• **STATED EXERCISE A**:
Please reproduce every line of the saved entries below without any changes. Copy the entries only, not the text on the k-nearest neighbor classifier.
━━ SOURCE EXTRACT ━━
## k-Nearest-Neighbor Classifier

"Show me who your friends are and I’ll tell you who you are?"

The concept of the k-nearest neighbor classifier can hardly be simpler described. This is an old saying, which can be found in many languages and many cultures. It's also metnioned in other words in the Bible: "He who walks with wise men will be wise, but the companion of fools will suffer harm" (Proverbs 13:20 )

This means that the concept of the k-nearest neighbor classifier is part of our everyday life and judging: Imagine you meet a group of people, they are all very young, stylish and sportive. They talk about there friend Ben, who isn't with them. So, what is your imagination of Ben? Right, you imagine him as being yong, stylish and sportive as well.

If you learn that Ben lives in a neighborhood where people vote conservative and that the average income is above 200000 dollars a year? Both his neighbors make even more than 300,000 dollars per year? What do you think of Ben? Most probably, you do not consider him to be an underdog and you may suspect him to be a conservative as well?

The principle behind nearest neighbor classification consists in finding a predefined number, i.e. the 'k' - of training samples closest in distance to a new sample, which has to be classified. The label of the new sample will be defined from these neighbors. k-nearest neighbor classifiers have a fixed user defined constant for the number of neighbors which have to be determined. There are also radius-based neighbor learning algorithms, which have a varying number of neighbors based on the local density of points, all the samples inside of a fixed radius. The distance can, in general, be any metric measure: standard Euclidean distance is the most common choice. Neighbors-based methods are known as non-generalizing machine learning methods, since they simply "remember" all of its training data. Classification can be computed by a majority vote of the nearest neighbors of the unknown sample.

The k-NN algorithm is among the simplest of all machine learning algorithms, but despite its simplicity, it has been quite successful in a large number of classification and regression problems, for example character recognition or image analysis.

Now let's get a little bit more mathematically:

The k-Nearest-Neighbor Classifier (k-NN) works directly on the learned samples, instead of creating rules compared to other classification methods.

**Nearest Neighbor Algorithm:**

Given a set of categories $\{c_1, c_2, ... c_n\}$, also called classes, e.g. {"male", "female"}. There is also a learnset $LS$ consisting of labelled instances.

The task of classification consists in assigning a category or class to an arbitrary instance. If the instance $o$ is an element of $LS$, the label of the instance will be used.

Now, we will look at the case where $o$ is not in $LS$:

$o$ is compared with all instances of $LS$. A distance metric is used for comparison. We determine the $k$ closest neighbors of $o$, i.e. the items with the smallest distances. $k$ is a user defined constant and a positive integer, which is usually small.

The most common class of $LS$ will be assigned to the instance $o$. If k = 1, then the object is simply assigned to the class of that single nearest neighbor.
━━━
━━ DATA ENTRIES ━━
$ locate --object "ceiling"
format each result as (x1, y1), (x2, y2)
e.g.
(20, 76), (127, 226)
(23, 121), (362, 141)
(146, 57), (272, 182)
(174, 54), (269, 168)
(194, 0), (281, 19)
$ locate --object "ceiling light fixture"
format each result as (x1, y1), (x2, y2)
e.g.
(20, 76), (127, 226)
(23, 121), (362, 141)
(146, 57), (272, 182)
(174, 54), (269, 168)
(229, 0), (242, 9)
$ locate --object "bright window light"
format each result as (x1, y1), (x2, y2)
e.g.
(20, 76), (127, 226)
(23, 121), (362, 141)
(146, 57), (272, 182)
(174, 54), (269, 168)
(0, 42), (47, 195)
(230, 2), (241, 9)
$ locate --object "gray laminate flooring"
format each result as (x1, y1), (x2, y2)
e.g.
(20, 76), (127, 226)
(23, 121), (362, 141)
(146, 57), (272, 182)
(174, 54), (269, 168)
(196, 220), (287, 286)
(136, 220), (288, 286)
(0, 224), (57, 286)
━━━
• **STATED EXERCISE B**:
Edit the k-nearest neighbor text between "Given a set" and "of labelled instances.", inclusive, and give that stretch back with "learnset" replaced by "training set".

• **FULL RESPONSE A**:
$ locate --object "ceiling"
format each result as (x1, y1), (x2, y2)
e.g.
(20, 76), (127, 226)
(23, 121), (362, 141)
(146, 57), (272, 182)
(174, 54), (269, 168)
(194, 0), (281, 19)
$ locate --object "ceiling light fixture"
format each result as (x1, y1), (x2, y2)
e.g.
(20, 76), (127, 226)
(23, 121), (362, 141)
(146, 57), (272, 182)
(174, 54), (269, 168)
(229, 0), (242, 9)
$ locate --object "bright window light"
format each result as (x1, y1), (x2, y2)
e.g.
(20, 76), (127, 226)
(23, 121), (362, 141)
(146, 57), (272, 182)
(174, 54), (269, 168)
(0, 42), (47, 195)
(230, 2), (241, 9)
$ locate --object "gray laminate flooring"
format each result as (x1, y1), (x2, y2)
e.g.
(20, 76), (127, 226)
(23, 121), (362, 141)
(146, 57), (272, 182)
(174, 54), (269, 168)
(196, 220), (287, 286)
(136, 220), (288, 286)
(0, 224), (57, 286)

• **FULL RESPONSE B**:
Given a set of categories $\{c_1, c_2, ... c_n\}$, also called classes, e.g. {"male", "female"}. There is also a training set $LS$ consisting of labelled instances.